- The exercise:
Count the lines in the entries below that contain the string "target", matching case exactly, and reply with only that number.

'''

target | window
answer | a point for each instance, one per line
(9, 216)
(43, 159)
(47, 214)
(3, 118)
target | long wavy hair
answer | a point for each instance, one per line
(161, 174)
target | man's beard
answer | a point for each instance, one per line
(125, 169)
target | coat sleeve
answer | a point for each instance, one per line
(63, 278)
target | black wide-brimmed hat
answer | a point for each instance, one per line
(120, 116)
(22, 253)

'''
'''

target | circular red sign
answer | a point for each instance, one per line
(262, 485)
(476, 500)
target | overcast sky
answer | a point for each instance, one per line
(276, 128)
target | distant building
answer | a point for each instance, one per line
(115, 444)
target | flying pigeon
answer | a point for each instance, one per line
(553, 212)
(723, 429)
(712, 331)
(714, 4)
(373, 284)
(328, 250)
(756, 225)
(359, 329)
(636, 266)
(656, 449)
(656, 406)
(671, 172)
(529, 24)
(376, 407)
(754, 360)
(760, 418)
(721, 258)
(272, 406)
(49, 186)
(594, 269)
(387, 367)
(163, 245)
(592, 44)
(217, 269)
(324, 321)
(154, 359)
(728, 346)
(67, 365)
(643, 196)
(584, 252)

'''

- Answer to the task:
9